The task:
Reproduce the records below; each should match the original exactly.

Exercise data Block Start

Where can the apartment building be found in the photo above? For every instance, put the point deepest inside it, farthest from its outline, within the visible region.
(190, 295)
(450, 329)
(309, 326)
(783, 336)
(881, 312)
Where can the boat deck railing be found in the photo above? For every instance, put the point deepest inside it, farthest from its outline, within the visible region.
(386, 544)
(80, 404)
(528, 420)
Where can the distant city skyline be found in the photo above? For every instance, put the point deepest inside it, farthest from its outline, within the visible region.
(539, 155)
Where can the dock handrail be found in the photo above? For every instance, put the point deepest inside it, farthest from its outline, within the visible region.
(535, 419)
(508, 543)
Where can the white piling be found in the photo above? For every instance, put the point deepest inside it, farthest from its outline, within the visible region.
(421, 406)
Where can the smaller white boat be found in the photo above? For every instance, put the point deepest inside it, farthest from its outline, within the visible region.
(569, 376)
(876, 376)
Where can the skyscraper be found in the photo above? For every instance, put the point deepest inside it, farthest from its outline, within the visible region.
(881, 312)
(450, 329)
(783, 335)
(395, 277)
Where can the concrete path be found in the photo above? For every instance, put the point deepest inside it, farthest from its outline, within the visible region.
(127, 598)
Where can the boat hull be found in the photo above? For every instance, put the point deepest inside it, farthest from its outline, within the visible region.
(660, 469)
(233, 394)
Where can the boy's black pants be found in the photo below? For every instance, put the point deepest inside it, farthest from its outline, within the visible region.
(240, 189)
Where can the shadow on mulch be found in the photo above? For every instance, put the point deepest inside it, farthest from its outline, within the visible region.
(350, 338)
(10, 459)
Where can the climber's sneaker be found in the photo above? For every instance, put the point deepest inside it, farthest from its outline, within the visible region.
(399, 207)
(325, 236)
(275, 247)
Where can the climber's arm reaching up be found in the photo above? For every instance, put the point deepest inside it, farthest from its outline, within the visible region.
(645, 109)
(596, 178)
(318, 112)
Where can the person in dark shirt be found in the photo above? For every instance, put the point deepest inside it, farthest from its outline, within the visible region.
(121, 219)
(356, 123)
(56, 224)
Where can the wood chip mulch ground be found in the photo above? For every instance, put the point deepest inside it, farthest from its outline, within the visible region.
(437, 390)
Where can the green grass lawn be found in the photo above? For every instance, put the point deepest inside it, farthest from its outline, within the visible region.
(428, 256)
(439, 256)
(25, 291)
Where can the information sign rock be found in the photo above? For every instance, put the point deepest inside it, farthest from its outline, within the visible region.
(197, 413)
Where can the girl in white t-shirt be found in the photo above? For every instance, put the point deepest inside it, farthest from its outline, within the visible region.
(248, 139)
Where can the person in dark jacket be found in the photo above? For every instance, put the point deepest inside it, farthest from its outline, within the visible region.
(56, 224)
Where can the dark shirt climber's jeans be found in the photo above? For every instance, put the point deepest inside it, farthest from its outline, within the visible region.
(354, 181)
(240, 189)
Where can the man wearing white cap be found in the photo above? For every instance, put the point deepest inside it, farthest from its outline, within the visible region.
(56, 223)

Exercise data Block End

Response below:
Where can the apartment building be found in the photo above? For every instance, put the point deepest inside it, farthest from its outline, within the visible region.
(190, 295)
(450, 329)
(309, 326)
(783, 336)
(881, 312)
Where can the boat deck railing be found in the photo above? For every instance, put the point deepest inside it, farthest from its outline, within the visible region.
(386, 544)
(80, 404)
(528, 420)
Where can the distant city skyline be found in the photo above? For every instance, put the point deepest inside it, farthest from its outline, within the visible region.
(539, 155)
Where can the dock handrail be found in the photo above? For every instance, put the point deepest inside it, farthest from its outline, within the visible region.
(535, 419)
(508, 543)
Where can the white piling be found in the photo above? For every instance, put the point deepest inside it, farthest from its outline, within the visible region.
(421, 406)
Where can the smaller white boat be found in the photo above? For every instance, put the point deepest inside it, farthest from its outline, within the visible region.
(569, 376)
(876, 376)
Where can the skyscraper be found in the photo above? For every instance, put the point deepest inside it, farthest from its outline, within the visible region.
(881, 312)
(450, 329)
(783, 335)
(395, 277)
Where can the concrete path be found in the photo above? For every instance, put the point deepest inside it, farthest from its outline, within the visible region.
(127, 598)
Where can the boat hull be found in the photo above? For every instance, put the point deepest inside it, farthest from its outline, within the visible region.
(660, 469)
(233, 394)
Where can the boy's black pants be found in the photo below? For every instance, put the point deepest inside it, farthest from its outline, within the visible region.
(240, 189)
Where can the shadow on mulch be found in the photo above? For every instance, put the point deepest inside it, farthest from its outline, within the visible region.
(350, 338)
(10, 459)
Where can the climber's sneaker be found in the photo above? For every instance, put the point deepest inside it, farthest from its outline, within the visible region.
(399, 207)
(325, 236)
(275, 247)
Where can the climber's arm reaching up be found in the photo above? For every instance, put the point deepest inside it, farthest from its outline, within the visible region.
(645, 109)
(596, 178)
(318, 112)
Where can the person in dark shirt be found in the photo above? For every instance, put the point deepest inside it, farthest from its outline, within the visible region.
(121, 219)
(356, 123)
(56, 224)
Where can the wood chip mulch ground be found in the photo above? For every instance, put the point deepest inside it, farthest from its outline, within the visible region.
(437, 390)
Where can the green grass lawn be found in the photo above? For every instance, put the point deepest inside it, farthest from its outline, within the visible region.
(428, 256)
(439, 256)
(25, 291)
Where can the information sign rock be found in the photo above? For every instance, put the point deepest inside it, farthest from its outline, within the visible region.
(197, 413)
Where can the girl in white t-shirt be found in the photo above? For every instance, put the point deepest inside it, farthest from its outline, within the visible region.
(248, 139)
Where can the person in dark jacket be found in the photo above? For every instance, put the point deepest inside it, farthest from its outline, within the visible region.
(56, 224)
Where can the dark shirt climber's jeans be found in the photo above? For every instance, put the point deepest inside it, farthest from its outline, within the visible region.
(354, 181)
(240, 189)
Where can the man wearing white cap be found in the photo above? For every instance, put the point deepest inside it, farthest from its outline, within the visible region.
(56, 223)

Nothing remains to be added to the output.